• Your objective: Copy word for word the rows from their start through the line holding "box: [334, 105, 344, 114]", inclusive of both ends. Leave the picture out of your copy.

(Exercise data Opens)

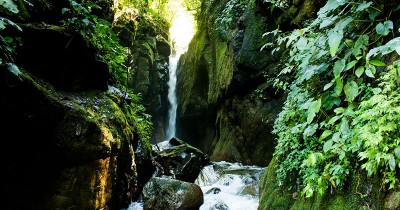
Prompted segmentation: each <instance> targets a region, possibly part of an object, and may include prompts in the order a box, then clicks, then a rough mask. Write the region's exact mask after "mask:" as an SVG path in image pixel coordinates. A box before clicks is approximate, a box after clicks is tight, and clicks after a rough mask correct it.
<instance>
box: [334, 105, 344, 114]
mask: <svg viewBox="0 0 400 210" xmlns="http://www.w3.org/2000/svg"><path fill="white" fill-rule="evenodd" d="M333 111H334V112H335V113H336V114H342V113H343V112H344V111H345V109H344V108H343V107H338V108H336V109H335V110H333Z"/></svg>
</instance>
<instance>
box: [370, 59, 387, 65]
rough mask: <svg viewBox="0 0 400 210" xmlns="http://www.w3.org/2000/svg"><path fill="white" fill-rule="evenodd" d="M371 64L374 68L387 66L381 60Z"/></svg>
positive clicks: (376, 60)
mask: <svg viewBox="0 0 400 210" xmlns="http://www.w3.org/2000/svg"><path fill="white" fill-rule="evenodd" d="M369 63H370V64H372V65H374V66H386V64H385V63H384V62H382V61H380V60H370V61H369Z"/></svg>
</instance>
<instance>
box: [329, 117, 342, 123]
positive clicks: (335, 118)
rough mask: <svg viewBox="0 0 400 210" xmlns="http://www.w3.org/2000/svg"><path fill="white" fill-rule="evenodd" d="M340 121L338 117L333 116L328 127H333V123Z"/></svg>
mask: <svg viewBox="0 0 400 210" xmlns="http://www.w3.org/2000/svg"><path fill="white" fill-rule="evenodd" d="M339 119H340V116H334V117H332V118H331V119H330V120H329V122H328V125H333V123H335V122H336V121H338V120H339Z"/></svg>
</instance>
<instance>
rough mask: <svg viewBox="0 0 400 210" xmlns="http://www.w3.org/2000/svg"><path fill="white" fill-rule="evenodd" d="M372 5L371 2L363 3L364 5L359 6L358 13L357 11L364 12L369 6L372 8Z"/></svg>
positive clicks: (356, 9) (358, 8) (365, 2)
mask: <svg viewBox="0 0 400 210" xmlns="http://www.w3.org/2000/svg"><path fill="white" fill-rule="evenodd" d="M371 4H372V2H371V1H370V2H368V3H366V2H363V3H361V4H360V5H358V7H357V9H356V11H357V12H360V11H363V10H365V9H367V8H368V7H369V6H371Z"/></svg>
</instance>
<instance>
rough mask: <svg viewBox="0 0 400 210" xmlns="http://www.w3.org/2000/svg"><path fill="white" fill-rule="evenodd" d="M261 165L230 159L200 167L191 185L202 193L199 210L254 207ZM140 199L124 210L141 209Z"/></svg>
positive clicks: (211, 163)
mask: <svg viewBox="0 0 400 210" xmlns="http://www.w3.org/2000/svg"><path fill="white" fill-rule="evenodd" d="M264 171H265V168H263V167H258V166H249V165H242V164H240V163H230V162H225V161H221V162H211V164H210V165H208V166H206V167H204V168H203V170H202V171H201V172H200V174H199V176H198V177H197V179H196V181H195V184H197V185H199V186H200V188H201V190H202V191H203V193H204V203H203V205H202V206H201V207H200V209H199V210H215V209H218V210H228V209H229V210H257V208H258V202H259V191H258V184H259V180H260V177H261V176H262V174H263V173H264ZM142 209H143V202H134V203H132V204H131V205H130V206H129V207H128V209H127V210H142Z"/></svg>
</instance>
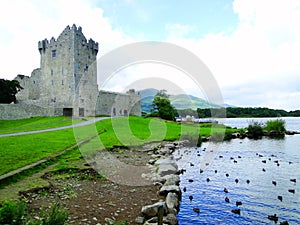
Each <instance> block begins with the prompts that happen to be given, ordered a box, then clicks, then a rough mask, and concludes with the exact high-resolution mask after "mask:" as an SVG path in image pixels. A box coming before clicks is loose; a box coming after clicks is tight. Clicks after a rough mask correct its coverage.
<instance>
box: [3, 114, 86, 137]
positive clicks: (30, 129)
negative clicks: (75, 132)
mask: <svg viewBox="0 0 300 225" xmlns="http://www.w3.org/2000/svg"><path fill="white" fill-rule="evenodd" d="M80 122H83V120H82V119H74V120H73V121H72V118H71V117H63V116H58V117H34V118H29V119H21V120H0V134H10V133H18V132H23V131H33V130H44V129H48V128H55V127H62V126H68V125H72V124H74V123H80Z"/></svg>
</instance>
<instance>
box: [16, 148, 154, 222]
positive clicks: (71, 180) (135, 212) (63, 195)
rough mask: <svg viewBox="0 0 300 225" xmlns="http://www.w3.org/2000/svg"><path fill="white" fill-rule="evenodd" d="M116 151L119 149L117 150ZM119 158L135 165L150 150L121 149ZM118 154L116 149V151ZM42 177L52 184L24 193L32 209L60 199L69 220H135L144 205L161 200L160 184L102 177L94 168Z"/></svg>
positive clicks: (141, 158) (97, 220)
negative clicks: (132, 185)
mask: <svg viewBox="0 0 300 225" xmlns="http://www.w3.org/2000/svg"><path fill="white" fill-rule="evenodd" d="M116 152H117V151H116ZM122 152H123V153H122V154H118V157H119V159H120V160H123V161H124V162H126V163H131V164H133V165H146V164H147V162H148V161H149V159H150V156H149V154H147V152H141V151H131V150H124V149H122ZM115 154H117V153H115ZM43 179H45V180H47V181H48V182H49V183H50V188H47V189H40V190H31V191H29V192H28V191H27V192H25V193H22V194H21V197H22V198H25V199H26V200H27V202H28V207H29V209H30V210H34V211H39V210H40V209H42V208H43V209H47V208H50V207H51V206H52V205H53V204H55V203H56V202H60V205H61V206H62V208H65V209H67V210H68V212H69V221H68V223H69V224H78V225H79V224H82V225H83V224H84V225H87V224H90V225H92V224H102V225H104V224H106V221H107V220H110V219H111V220H117V221H127V222H128V223H129V224H136V223H135V218H136V217H138V216H140V215H141V214H140V212H141V208H142V206H144V205H148V204H153V203H155V202H157V201H158V199H159V197H158V196H157V191H158V188H157V187H156V186H154V185H151V186H126V185H120V184H117V183H113V182H111V181H109V180H103V179H101V178H99V175H98V173H97V172H95V171H94V170H93V169H92V168H88V167H87V168H86V169H84V170H75V171H67V172H65V173H64V172H59V173H53V172H49V173H46V174H45V175H44V176H43Z"/></svg>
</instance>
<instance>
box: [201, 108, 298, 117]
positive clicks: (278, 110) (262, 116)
mask: <svg viewBox="0 0 300 225" xmlns="http://www.w3.org/2000/svg"><path fill="white" fill-rule="evenodd" d="M213 110H214V115H218V111H220V112H221V111H222V110H225V111H226V117H227V118H243V117H244V118H248V117H289V116H290V117H298V116H299V117H300V110H295V111H289V112H287V111H285V110H282V109H269V108H261V107H259V108H251V107H246V108H241V107H235V108H233V107H228V108H225V109H224V108H223V109H213ZM197 114H198V117H199V118H207V117H211V109H200V108H198V109H197Z"/></svg>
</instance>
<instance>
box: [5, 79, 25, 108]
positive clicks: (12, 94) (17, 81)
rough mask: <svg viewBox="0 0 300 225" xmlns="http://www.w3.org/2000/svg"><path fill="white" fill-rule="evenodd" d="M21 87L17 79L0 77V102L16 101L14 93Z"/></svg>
mask: <svg viewBox="0 0 300 225" xmlns="http://www.w3.org/2000/svg"><path fill="white" fill-rule="evenodd" d="M21 89H23V88H22V87H21V85H20V83H19V81H17V80H4V79H0V103H6V104H10V103H12V102H16V100H17V99H16V94H17V93H18V92H19V91H20V90H21Z"/></svg>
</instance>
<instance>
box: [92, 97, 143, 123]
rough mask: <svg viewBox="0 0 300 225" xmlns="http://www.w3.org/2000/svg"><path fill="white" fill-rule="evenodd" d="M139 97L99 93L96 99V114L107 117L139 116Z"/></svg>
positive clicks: (140, 112)
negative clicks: (135, 115)
mask: <svg viewBox="0 0 300 225" xmlns="http://www.w3.org/2000/svg"><path fill="white" fill-rule="evenodd" d="M140 100H141V96H140V95H139V94H134V93H132V92H128V93H126V94H122V93H116V92H108V91H100V92H99V95H98V99H97V106H96V114H97V115H109V116H113V117H114V116H129V115H136V116H141V102H140Z"/></svg>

(Exercise data Closes)

• Solution to this problem:
Prompted segmentation: each <instance> targets a region, possibly part of an object, and may include prompts in the order a box, then clicks, then a rough mask. Write the region's exact mask after "mask:" as an SVG path in image pixel coordinates. A box before clicks is approximate, a box after clicks is tight, and clicks after a rough mask correct it.
<instance>
box: [334, 105, 344, 114]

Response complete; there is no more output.